» Request: Copy every line from the one containing "find the gable roof" down to the last line of the records, reproducing each line without any change.

Point labeling records:
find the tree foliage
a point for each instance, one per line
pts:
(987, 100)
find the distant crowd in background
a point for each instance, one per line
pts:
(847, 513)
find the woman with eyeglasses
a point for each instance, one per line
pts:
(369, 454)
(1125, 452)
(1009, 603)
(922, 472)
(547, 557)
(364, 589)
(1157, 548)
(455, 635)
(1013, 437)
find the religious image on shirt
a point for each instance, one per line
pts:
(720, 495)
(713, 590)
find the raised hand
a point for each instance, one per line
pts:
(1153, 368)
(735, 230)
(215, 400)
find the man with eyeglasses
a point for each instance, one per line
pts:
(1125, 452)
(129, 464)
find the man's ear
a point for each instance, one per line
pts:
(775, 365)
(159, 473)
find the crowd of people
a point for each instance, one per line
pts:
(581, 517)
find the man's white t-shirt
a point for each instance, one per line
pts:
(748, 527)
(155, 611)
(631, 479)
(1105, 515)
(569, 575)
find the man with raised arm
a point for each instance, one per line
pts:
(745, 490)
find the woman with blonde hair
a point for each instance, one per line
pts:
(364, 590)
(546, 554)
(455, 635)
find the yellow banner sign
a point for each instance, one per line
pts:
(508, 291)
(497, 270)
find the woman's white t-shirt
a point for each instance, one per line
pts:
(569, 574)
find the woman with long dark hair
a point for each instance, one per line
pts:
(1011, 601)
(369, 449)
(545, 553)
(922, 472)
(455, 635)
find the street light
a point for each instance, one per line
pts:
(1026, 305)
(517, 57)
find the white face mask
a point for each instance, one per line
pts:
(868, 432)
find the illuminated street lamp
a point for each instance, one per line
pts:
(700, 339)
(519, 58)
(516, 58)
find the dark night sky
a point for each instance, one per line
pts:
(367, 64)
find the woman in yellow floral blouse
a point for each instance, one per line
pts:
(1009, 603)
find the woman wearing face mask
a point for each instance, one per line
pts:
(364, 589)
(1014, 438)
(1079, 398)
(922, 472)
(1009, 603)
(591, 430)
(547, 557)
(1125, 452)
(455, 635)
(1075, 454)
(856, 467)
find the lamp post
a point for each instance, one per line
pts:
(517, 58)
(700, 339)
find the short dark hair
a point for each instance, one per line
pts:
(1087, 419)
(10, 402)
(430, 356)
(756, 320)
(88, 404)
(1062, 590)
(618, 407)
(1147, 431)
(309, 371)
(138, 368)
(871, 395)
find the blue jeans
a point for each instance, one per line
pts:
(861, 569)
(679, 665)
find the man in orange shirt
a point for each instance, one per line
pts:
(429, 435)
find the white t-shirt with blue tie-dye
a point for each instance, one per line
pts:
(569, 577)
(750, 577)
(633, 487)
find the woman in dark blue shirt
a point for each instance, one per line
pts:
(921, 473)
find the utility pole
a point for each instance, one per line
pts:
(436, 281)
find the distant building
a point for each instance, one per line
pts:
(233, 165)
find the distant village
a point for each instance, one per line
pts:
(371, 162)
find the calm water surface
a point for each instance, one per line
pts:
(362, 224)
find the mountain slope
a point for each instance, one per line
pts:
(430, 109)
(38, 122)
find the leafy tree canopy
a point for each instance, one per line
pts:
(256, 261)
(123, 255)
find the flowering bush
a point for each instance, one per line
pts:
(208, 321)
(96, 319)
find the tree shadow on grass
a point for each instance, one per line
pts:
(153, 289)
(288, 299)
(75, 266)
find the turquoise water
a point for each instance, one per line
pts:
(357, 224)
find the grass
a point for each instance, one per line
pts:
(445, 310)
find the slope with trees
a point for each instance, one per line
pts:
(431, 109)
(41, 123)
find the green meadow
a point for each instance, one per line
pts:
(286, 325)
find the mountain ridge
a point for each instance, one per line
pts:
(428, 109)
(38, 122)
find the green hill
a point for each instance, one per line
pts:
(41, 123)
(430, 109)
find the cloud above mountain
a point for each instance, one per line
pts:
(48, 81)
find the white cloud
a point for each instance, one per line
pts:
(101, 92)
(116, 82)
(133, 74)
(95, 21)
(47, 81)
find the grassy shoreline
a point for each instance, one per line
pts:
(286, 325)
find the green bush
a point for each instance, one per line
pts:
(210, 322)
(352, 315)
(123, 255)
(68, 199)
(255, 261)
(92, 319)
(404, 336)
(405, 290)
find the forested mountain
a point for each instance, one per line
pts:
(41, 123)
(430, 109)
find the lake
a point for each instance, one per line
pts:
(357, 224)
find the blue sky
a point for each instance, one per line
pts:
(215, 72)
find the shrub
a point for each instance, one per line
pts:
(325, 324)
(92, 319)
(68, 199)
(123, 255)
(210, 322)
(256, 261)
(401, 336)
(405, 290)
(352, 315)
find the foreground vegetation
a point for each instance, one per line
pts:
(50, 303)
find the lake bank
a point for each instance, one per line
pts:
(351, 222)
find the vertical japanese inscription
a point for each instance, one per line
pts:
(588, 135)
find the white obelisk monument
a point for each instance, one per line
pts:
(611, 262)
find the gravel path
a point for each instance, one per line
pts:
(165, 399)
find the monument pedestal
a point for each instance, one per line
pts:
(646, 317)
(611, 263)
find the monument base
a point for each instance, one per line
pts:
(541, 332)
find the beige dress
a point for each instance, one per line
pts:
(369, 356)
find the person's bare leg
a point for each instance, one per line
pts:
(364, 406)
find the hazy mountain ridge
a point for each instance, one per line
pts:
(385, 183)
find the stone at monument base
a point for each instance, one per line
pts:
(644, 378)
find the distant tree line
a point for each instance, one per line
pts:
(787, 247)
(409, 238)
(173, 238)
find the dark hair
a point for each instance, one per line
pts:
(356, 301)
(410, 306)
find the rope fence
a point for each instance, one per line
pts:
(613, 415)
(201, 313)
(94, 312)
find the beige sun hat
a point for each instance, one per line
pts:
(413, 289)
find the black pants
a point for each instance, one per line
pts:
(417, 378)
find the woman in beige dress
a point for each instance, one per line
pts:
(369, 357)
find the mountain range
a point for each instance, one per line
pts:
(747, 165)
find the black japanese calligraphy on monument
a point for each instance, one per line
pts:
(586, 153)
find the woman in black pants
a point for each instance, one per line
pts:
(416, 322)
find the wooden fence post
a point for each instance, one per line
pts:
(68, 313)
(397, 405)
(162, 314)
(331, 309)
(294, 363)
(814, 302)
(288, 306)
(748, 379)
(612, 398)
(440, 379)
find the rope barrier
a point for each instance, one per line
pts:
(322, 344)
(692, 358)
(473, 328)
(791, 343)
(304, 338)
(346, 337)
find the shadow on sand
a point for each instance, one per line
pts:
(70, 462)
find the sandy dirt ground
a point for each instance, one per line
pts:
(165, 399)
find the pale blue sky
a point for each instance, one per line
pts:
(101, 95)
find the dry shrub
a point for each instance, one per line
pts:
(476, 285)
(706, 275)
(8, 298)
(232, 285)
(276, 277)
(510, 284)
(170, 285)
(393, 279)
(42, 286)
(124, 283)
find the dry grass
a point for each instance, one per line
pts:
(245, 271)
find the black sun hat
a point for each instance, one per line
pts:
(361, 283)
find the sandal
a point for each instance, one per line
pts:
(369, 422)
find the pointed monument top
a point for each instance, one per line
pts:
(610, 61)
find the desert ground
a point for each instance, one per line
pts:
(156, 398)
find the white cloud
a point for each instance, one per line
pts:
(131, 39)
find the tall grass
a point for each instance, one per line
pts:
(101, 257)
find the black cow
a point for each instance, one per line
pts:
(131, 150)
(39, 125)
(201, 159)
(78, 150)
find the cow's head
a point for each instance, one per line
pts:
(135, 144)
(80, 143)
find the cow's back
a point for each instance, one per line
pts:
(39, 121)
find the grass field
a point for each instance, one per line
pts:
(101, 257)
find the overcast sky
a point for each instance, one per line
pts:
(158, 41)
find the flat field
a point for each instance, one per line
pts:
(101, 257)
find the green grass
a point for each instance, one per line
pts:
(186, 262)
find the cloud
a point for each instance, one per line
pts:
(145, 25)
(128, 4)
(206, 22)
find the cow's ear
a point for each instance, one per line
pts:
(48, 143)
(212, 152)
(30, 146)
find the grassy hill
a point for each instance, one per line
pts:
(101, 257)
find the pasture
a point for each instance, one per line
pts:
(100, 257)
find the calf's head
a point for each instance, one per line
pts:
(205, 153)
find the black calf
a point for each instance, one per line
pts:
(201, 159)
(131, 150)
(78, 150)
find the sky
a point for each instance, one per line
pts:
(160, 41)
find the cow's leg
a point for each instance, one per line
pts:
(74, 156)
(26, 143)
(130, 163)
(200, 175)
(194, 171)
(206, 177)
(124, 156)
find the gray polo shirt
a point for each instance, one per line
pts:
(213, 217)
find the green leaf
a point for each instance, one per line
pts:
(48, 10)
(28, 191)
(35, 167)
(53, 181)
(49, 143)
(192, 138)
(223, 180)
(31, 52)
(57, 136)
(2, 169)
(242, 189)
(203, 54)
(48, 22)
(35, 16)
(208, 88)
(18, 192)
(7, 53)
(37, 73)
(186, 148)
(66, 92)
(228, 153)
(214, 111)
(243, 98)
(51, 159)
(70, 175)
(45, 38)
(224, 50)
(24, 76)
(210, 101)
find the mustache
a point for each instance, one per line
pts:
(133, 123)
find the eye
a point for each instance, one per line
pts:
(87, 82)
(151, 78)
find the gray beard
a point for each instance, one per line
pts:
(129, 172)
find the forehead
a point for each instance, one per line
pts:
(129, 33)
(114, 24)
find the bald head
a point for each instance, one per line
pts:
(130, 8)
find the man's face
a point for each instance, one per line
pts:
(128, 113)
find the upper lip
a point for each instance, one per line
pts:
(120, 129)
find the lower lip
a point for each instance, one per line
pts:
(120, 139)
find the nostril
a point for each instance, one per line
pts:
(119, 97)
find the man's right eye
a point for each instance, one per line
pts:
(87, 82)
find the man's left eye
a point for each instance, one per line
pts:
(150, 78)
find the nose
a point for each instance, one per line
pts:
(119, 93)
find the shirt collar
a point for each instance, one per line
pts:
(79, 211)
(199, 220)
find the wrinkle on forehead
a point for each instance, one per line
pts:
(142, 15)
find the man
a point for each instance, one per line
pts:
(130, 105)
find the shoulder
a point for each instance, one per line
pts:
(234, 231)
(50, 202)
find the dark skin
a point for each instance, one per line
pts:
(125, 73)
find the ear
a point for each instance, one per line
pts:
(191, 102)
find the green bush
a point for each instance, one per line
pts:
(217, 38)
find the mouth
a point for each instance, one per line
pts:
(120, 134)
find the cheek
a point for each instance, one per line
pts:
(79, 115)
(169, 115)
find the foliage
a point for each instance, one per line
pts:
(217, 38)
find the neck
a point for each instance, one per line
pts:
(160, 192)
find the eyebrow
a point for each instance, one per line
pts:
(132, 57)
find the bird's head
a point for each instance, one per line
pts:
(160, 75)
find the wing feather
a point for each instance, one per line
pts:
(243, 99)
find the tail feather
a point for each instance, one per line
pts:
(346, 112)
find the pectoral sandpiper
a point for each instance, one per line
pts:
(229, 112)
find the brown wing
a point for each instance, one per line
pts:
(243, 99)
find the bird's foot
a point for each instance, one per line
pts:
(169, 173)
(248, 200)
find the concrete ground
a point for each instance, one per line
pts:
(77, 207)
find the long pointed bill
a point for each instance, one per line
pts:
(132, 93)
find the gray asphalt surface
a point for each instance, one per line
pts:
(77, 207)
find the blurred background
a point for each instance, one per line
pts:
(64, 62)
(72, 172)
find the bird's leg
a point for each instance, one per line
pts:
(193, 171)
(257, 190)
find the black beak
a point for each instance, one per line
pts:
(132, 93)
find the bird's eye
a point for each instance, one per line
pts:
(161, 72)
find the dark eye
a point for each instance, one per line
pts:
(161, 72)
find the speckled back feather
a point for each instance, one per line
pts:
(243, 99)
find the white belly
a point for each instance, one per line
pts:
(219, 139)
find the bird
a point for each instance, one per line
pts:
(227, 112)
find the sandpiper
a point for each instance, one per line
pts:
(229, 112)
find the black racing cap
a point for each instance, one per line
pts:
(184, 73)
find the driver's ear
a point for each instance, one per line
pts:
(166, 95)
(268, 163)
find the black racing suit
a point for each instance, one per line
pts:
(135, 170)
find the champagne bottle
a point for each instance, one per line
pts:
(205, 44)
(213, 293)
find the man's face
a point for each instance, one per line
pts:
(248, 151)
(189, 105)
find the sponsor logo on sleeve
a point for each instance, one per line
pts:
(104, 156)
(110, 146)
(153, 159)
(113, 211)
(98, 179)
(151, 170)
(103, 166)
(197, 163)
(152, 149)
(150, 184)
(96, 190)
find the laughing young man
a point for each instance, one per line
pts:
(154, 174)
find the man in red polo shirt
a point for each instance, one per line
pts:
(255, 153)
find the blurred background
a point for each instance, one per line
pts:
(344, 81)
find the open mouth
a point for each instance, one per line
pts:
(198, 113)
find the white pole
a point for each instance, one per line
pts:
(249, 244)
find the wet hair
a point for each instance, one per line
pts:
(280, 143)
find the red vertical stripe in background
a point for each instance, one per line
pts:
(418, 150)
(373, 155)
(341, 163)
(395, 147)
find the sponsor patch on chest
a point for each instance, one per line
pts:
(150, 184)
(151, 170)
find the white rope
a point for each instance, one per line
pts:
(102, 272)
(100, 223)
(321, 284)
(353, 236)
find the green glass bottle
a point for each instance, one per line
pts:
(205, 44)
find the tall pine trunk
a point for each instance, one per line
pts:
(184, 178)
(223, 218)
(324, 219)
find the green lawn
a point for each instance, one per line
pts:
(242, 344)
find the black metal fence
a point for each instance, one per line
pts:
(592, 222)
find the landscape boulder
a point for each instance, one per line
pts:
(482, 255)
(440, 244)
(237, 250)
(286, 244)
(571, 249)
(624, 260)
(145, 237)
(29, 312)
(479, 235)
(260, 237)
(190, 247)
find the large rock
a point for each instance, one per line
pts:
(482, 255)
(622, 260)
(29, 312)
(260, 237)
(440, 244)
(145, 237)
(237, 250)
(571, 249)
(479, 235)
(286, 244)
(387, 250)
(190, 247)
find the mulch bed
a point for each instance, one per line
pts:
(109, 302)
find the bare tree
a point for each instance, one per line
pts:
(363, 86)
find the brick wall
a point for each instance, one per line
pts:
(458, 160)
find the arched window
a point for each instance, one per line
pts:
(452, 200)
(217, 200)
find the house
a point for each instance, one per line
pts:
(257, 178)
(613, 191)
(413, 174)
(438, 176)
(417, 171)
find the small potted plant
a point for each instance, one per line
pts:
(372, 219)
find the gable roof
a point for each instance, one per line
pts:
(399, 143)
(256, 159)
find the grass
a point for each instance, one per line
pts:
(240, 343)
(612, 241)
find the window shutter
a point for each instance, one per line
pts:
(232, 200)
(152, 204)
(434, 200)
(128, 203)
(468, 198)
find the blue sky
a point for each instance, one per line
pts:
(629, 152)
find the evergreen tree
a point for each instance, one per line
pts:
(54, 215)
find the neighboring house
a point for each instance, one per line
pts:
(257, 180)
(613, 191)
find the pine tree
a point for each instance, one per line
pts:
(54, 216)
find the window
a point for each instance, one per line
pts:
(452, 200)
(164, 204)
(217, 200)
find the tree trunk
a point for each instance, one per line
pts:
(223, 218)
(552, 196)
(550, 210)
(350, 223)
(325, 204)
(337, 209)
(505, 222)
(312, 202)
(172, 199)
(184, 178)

» Final result:
find the gable roof
a point for each instance, one per line
pts:
(399, 143)
(256, 159)
find the grass
a point for each instance, one per line
pts:
(240, 343)
(612, 241)
find the window shutter
a point for each instance, one per line
pts:
(232, 200)
(152, 204)
(434, 200)
(128, 203)
(468, 198)
find the blue sky
a point for each instance, one per line
pts:
(629, 152)
find the evergreen tree
a point for each instance, one per line
pts:
(54, 215)
find the neighboring house
a point for each instance, one per line
pts:
(257, 180)
(613, 191)
find the pine tree
a point for each instance, one per line
pts:
(54, 216)
find the window
a point for each instance, one per line
pts:
(452, 200)
(164, 204)
(217, 200)
find the tree trunk
a point for each instance, one per line
pts:
(223, 218)
(552, 196)
(550, 210)
(350, 223)
(325, 204)
(337, 209)
(505, 222)
(312, 202)
(172, 199)
(184, 178)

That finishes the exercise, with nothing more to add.